*What you should do:* Reproduce each of the following items word for word.
☆ ☆ ☆ ☆ ☆
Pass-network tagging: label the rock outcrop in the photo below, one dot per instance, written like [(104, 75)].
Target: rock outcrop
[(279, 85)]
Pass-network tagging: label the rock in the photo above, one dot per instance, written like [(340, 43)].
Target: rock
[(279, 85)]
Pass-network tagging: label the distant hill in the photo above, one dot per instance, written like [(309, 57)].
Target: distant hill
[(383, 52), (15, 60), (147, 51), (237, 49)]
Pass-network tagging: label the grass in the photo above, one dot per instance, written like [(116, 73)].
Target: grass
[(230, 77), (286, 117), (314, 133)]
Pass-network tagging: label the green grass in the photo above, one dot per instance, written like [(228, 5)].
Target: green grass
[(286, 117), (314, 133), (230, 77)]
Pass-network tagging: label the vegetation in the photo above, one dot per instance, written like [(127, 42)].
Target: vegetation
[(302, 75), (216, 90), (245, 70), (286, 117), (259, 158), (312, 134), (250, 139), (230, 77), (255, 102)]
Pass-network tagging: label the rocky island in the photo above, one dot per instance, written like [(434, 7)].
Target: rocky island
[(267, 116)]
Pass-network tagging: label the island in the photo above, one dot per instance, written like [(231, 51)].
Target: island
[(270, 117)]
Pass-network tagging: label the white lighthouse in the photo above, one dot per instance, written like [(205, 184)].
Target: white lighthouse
☆ ☆ ☆ ☆ ☆
*Solution for this exercise:*
Pass-network tagging: label the rock outcrop in the photo below, one dot per instance, written like [(104, 75)].
Target: rock outcrop
[(279, 85)]
Pass-network tagging: label the rock in the photo above, one dot per instance, written like [(340, 43)].
Target: rock
[(279, 85)]
Pass-network tagging: label the distant hill in the photo above, one dot per instance, written like [(309, 57)].
Target: distant hill
[(383, 52), (15, 60), (147, 51), (237, 49)]
Pass-network tagging: label the grass in the photo above, one dot per instance, written like [(116, 73)].
Target: grass
[(230, 77), (286, 117), (314, 133)]
Pass-network tagging: label the green grass in the photo above, one dot per instance, written like [(228, 5)].
Target: green grass
[(286, 117), (314, 133), (230, 77)]
Pass-network tagging: label the vegetation in the photo above, one dot per instance, written like [(127, 42)].
Target: vegetation
[(302, 75), (216, 90), (245, 70), (286, 117), (259, 158), (312, 134), (250, 139), (230, 77), (255, 102)]
Pass-network tagging: label the rocky island in the photo above, one dot per instance, written like [(434, 7)].
Target: rocky island
[(267, 116)]
Pass-network tagging: label the island in the photo above, one dot per instance, written like [(231, 51)].
Target: island
[(270, 117)]
Pass-network tagging: label the white lighthouse in the photo above, one dot per instance, written like [(205, 184)].
Target: white lighthouse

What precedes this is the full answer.